BEGIN LISTED RECORDS

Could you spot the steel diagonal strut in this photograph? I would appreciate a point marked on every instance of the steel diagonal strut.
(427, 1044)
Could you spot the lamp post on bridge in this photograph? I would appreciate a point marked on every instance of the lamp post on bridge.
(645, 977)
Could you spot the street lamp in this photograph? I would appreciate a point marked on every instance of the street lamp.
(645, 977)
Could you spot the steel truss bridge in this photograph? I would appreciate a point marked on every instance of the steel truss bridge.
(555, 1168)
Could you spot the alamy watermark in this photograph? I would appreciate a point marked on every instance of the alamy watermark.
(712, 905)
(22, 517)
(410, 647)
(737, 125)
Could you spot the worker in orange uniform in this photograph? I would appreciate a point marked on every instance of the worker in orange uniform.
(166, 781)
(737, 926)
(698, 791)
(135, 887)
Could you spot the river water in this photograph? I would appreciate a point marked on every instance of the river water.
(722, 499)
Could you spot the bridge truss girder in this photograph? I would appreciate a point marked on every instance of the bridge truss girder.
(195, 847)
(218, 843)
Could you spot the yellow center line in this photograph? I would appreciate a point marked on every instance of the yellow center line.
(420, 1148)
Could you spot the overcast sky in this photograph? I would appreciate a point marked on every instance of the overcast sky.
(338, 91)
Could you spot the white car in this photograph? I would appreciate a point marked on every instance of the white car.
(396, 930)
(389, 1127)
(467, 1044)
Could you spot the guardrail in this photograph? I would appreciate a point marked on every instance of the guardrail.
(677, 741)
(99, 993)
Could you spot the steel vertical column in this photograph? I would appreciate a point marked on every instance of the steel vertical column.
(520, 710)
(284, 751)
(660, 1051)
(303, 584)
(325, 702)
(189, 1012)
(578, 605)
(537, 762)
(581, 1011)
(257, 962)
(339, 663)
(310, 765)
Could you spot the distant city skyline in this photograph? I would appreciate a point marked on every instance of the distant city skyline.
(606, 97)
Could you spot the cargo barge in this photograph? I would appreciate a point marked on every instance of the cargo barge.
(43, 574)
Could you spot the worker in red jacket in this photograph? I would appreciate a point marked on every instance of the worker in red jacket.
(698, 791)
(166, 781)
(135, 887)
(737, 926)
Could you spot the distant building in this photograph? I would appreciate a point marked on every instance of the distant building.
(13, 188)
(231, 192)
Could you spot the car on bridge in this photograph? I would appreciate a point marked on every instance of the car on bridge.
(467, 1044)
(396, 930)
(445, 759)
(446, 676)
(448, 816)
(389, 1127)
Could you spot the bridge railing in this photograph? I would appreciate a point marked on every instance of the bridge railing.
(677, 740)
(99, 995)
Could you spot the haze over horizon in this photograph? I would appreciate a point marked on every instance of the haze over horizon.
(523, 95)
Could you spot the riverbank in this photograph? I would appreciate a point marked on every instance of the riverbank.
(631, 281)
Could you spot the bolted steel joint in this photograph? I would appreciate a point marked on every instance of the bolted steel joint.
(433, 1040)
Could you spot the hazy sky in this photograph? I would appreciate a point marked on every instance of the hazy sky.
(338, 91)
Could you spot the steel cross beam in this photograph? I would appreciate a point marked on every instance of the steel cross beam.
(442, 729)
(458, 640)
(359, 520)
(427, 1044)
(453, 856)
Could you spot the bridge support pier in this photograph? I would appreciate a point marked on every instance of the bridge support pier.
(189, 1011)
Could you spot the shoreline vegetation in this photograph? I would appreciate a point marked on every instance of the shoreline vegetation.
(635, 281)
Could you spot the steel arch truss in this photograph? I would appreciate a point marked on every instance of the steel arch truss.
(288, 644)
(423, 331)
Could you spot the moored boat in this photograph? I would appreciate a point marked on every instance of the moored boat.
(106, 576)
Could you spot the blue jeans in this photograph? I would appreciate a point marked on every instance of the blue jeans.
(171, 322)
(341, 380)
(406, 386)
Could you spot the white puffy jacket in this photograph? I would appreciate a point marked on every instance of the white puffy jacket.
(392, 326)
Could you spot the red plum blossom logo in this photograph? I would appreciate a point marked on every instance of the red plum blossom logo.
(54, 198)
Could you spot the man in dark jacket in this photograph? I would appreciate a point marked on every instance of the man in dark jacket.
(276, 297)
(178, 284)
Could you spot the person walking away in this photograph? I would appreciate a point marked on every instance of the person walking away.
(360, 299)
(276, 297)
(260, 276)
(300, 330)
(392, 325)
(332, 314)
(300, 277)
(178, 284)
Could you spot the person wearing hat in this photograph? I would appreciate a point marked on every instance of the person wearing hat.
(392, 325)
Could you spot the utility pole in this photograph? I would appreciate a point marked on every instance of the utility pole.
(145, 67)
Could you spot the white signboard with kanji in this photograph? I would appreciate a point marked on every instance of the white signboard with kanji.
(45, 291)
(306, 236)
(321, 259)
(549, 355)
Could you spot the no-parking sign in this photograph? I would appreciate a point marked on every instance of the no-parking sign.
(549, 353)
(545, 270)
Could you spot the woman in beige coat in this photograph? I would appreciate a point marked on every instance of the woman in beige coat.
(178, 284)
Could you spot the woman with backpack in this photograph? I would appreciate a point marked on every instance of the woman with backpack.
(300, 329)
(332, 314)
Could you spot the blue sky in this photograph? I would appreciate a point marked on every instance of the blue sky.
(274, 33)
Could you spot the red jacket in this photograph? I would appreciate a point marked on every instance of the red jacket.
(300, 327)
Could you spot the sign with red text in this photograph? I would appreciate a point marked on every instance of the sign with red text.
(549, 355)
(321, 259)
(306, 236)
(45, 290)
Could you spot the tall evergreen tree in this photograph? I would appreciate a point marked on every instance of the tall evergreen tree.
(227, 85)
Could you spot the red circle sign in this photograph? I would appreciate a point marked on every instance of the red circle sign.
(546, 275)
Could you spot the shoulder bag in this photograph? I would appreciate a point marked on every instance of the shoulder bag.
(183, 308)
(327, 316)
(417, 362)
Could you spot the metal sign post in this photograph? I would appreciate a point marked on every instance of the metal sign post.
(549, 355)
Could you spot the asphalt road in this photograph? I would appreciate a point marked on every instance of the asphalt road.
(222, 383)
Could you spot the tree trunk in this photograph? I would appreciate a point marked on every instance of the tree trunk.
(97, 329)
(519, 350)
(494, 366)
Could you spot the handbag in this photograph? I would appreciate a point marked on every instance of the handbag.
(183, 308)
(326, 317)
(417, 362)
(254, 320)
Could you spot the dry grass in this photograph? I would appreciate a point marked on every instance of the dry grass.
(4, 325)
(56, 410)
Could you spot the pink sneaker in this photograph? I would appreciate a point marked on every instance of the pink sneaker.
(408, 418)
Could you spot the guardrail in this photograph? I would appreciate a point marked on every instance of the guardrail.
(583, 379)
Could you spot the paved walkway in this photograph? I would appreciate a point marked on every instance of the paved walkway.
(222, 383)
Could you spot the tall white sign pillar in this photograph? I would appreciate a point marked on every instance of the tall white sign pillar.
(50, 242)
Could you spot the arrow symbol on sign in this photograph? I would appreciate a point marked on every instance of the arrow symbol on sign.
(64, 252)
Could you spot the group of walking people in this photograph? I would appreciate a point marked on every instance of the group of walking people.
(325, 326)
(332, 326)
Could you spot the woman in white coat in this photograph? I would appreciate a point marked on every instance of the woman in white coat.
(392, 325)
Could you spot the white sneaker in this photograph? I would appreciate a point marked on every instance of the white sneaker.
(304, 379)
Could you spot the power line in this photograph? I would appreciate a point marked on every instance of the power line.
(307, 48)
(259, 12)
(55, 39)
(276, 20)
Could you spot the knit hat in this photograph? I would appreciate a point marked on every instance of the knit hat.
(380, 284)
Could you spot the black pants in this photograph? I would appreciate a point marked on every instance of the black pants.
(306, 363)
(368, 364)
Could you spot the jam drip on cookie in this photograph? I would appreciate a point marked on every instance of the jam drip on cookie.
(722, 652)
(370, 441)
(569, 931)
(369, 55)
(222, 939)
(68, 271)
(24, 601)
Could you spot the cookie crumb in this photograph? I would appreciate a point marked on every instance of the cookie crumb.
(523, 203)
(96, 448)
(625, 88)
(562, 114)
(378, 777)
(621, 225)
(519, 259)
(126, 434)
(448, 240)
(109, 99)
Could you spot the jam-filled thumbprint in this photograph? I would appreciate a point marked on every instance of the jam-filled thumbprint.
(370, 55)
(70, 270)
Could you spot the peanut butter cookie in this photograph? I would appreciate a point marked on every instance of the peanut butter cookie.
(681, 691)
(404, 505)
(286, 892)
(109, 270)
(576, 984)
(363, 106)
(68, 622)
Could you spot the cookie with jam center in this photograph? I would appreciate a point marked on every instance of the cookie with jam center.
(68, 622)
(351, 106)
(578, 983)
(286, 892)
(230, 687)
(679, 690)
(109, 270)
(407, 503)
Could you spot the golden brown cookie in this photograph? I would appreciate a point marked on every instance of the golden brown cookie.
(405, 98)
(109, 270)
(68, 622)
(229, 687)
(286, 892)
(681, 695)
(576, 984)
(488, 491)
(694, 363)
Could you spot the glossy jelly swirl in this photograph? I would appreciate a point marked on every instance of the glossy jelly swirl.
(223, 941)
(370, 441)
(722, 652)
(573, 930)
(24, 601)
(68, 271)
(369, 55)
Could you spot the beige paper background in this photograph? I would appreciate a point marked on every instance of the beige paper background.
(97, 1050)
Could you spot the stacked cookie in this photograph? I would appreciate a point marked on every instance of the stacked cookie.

END LISTED RECORDS

SHORT TASK: Exactly as written, give the line containing "Could you spot the jam-filled" and all remaining lines of the records.

EXERCISE SOLUTION:
Could you spot the jam-filled thumbprint in this photograph? I would appreciate a point marked on every instance of the jam-filled thumbprint.
(370, 55)
(70, 270)
Could you spot the peanut butter cookie in this photograph? I would appreciate a point marked on every instance of the peanut butter cookie.
(681, 691)
(404, 505)
(286, 892)
(109, 270)
(576, 984)
(363, 106)
(68, 622)
Could you spot the cookie with jam center in this photograph? I would appreciate a point marked on every instance of the cookie with jam center.
(68, 622)
(351, 106)
(578, 983)
(286, 892)
(230, 687)
(679, 690)
(109, 270)
(407, 503)
Could you spot the golden brown cookie in this photograph? I would appreciate a point marked on every instance of the golden brown cookie.
(405, 98)
(109, 270)
(68, 622)
(229, 687)
(286, 892)
(681, 695)
(576, 984)
(488, 491)
(694, 363)
Could you spot the glossy jelly swirl in this photograph? I would appreciate a point marked on every instance of the glossy jelly swirl.
(223, 941)
(370, 441)
(722, 652)
(573, 930)
(24, 601)
(68, 271)
(369, 55)
Could you spot the beige paper background in this photograph? I would appreciate a point marked on every instance of the beige paper background.
(97, 1050)
Could you spot the stacked cookie in this photograph? I would appreciate a point marked on every instance of the stacked cookie.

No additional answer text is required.